(A few records)

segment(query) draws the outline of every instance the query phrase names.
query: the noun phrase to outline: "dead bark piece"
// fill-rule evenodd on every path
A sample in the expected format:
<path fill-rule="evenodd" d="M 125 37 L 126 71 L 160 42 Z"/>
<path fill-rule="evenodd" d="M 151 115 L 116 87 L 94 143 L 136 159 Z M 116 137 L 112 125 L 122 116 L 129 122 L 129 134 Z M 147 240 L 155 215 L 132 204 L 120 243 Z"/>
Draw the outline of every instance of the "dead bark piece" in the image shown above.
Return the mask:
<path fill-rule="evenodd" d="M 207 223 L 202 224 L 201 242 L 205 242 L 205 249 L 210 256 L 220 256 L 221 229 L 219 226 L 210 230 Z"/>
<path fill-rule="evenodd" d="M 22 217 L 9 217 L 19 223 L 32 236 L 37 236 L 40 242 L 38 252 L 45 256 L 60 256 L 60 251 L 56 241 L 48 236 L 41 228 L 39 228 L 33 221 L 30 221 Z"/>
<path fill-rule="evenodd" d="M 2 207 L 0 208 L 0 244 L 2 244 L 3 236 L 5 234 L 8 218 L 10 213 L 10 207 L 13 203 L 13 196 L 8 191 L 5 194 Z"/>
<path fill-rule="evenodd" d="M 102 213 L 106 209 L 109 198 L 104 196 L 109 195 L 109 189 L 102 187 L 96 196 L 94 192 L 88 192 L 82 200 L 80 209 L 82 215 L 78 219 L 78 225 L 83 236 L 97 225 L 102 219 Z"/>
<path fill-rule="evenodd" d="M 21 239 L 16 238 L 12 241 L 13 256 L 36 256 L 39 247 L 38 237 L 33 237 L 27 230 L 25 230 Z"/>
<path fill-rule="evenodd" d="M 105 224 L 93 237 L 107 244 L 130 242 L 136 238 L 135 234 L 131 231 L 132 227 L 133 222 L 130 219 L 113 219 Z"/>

● Exercise brief
Please rewrite the records above, renaming "dead bark piece" to "fallen bark fragment" wherever it occurs and leaving everything else unchanged.

● Answer to the problem
segment(query) draws the outline of every instance the query phrase names.
query: the noun phrase to outline: "fallen bark fragment"
// fill-rule evenodd on every path
A sample in the expected format:
<path fill-rule="evenodd" d="M 125 37 L 126 71 L 160 42 Z"/>
<path fill-rule="evenodd" d="M 151 115 L 116 87 L 94 143 L 136 159 Z M 116 137 L 112 125 L 122 116 L 129 122 L 129 134 Z M 147 240 L 155 215 L 132 204 L 120 243 Z"/>
Draw the outline of every instance of the "fallen bark fragment" in the image shown above.
Return the mask:
<path fill-rule="evenodd" d="M 207 223 L 202 224 L 201 242 L 205 242 L 205 249 L 210 256 L 220 256 L 221 229 L 219 226 L 210 230 Z"/>
<path fill-rule="evenodd" d="M 22 217 L 9 217 L 19 223 L 32 236 L 37 236 L 40 242 L 38 252 L 45 256 L 60 256 L 60 251 L 56 241 L 48 236 L 41 228 L 39 228 L 33 221 L 30 221 Z"/>
<path fill-rule="evenodd" d="M 2 207 L 0 208 L 0 244 L 2 244 L 3 236 L 5 234 L 8 218 L 10 213 L 10 207 L 13 203 L 13 196 L 8 191 L 5 194 Z"/>
<path fill-rule="evenodd" d="M 102 213 L 106 209 L 109 198 L 104 196 L 109 195 L 109 189 L 102 187 L 96 196 L 94 192 L 88 192 L 82 200 L 80 209 L 82 215 L 78 219 L 78 225 L 83 236 L 97 225 L 102 219 Z"/>
<path fill-rule="evenodd" d="M 21 239 L 16 238 L 12 241 L 13 256 L 36 256 L 39 247 L 38 237 L 33 237 L 27 230 L 25 230 Z"/>
<path fill-rule="evenodd" d="M 105 224 L 93 237 L 107 244 L 130 242 L 136 238 L 135 234 L 131 231 L 132 227 L 133 222 L 130 219 L 113 219 Z"/>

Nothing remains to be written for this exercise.